ENTRIES:
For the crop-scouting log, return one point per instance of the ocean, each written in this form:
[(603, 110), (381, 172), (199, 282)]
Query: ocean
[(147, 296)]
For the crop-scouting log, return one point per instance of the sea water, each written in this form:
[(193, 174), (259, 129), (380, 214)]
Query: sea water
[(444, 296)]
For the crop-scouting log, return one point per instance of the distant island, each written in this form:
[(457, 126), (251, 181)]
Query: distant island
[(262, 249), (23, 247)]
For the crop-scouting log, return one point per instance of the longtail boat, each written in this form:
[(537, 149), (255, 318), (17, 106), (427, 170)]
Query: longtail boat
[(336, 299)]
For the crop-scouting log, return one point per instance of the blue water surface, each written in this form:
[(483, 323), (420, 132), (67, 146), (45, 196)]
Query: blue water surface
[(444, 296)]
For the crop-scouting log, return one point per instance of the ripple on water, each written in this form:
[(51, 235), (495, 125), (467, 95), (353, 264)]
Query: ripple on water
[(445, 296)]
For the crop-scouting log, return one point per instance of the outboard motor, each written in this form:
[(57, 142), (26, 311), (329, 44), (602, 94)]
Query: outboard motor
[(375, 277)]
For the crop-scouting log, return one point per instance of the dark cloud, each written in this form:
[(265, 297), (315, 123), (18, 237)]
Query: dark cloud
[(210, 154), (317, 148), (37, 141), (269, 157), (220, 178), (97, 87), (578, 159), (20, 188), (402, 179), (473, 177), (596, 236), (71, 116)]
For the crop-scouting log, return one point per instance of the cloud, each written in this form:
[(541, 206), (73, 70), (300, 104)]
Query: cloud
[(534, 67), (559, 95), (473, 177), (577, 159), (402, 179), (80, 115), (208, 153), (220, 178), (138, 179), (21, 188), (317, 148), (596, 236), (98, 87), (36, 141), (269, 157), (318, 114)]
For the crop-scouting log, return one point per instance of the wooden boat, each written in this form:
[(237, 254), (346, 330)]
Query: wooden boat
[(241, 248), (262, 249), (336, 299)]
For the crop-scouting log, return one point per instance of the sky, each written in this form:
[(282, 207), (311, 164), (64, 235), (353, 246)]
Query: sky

SHORT TASK: Reproduce the data above verbatim, line for line, from start to finish.

RESPONSE:
For the crop-scouting log, return one point per instance of the ocean, each written in this form:
[(603, 110), (381, 172), (199, 282)]
Query: ocean
[(147, 296)]
For the crop-scouting log, return one point per instance of the sea water, each written in this form:
[(193, 174), (259, 129), (380, 214)]
Query: sea water
[(444, 296)]
For the crop-scouting log, return one point per instance of the distant island, each written in this form:
[(457, 126), (251, 181)]
Query: distant island
[(262, 249), (23, 247)]
For the crop-scouting log, return one point per instance of the longtail boat, each written in this form:
[(537, 149), (255, 318), (17, 106), (427, 170)]
Query: longtail boat
[(336, 299)]
For the crop-scouting log, return one point per instance of the blue water surface, each written in this form:
[(483, 323), (420, 132), (67, 146), (45, 196)]
Query: blue water surface
[(444, 296)]
For the crop-scouting log, return one point per instance of the ripple on water, each written in this form:
[(51, 235), (495, 125), (467, 95), (353, 264)]
Query: ripple on water
[(445, 296)]
For the crop-scouting log, return one point per instance of the outboard motor, each written in this form:
[(57, 142), (26, 311), (329, 44), (602, 94)]
Query: outboard motor
[(375, 277)]
For the crop-scouting log, return one point per instance of the dark cloud, each written in this form:
[(265, 297), (315, 123), (18, 237)]
Query: dark cloud
[(210, 154), (317, 148), (37, 141), (269, 157), (220, 178), (97, 87), (578, 159), (20, 188), (402, 179), (473, 177), (596, 236), (71, 116)]
For the crop-scouting log, return one point per instance of the cloud, each written in this form:
[(541, 206), (73, 70), (300, 104)]
Query: cloud
[(534, 67), (559, 95), (473, 177), (577, 159), (402, 179), (80, 115), (208, 153), (220, 178), (138, 179), (21, 188), (317, 148), (596, 236), (98, 87), (36, 141), (269, 157), (318, 114)]
For the crop-scouting log, return one point per instance of the wooden boat, each written in this form:
[(237, 254), (346, 330)]
Query: wooden boat
[(241, 248), (262, 249), (336, 299)]
For the crop-scouting log, return one point per instance of the sky, each written in this form:
[(282, 207), (311, 164), (64, 235), (353, 246)]
Query: sky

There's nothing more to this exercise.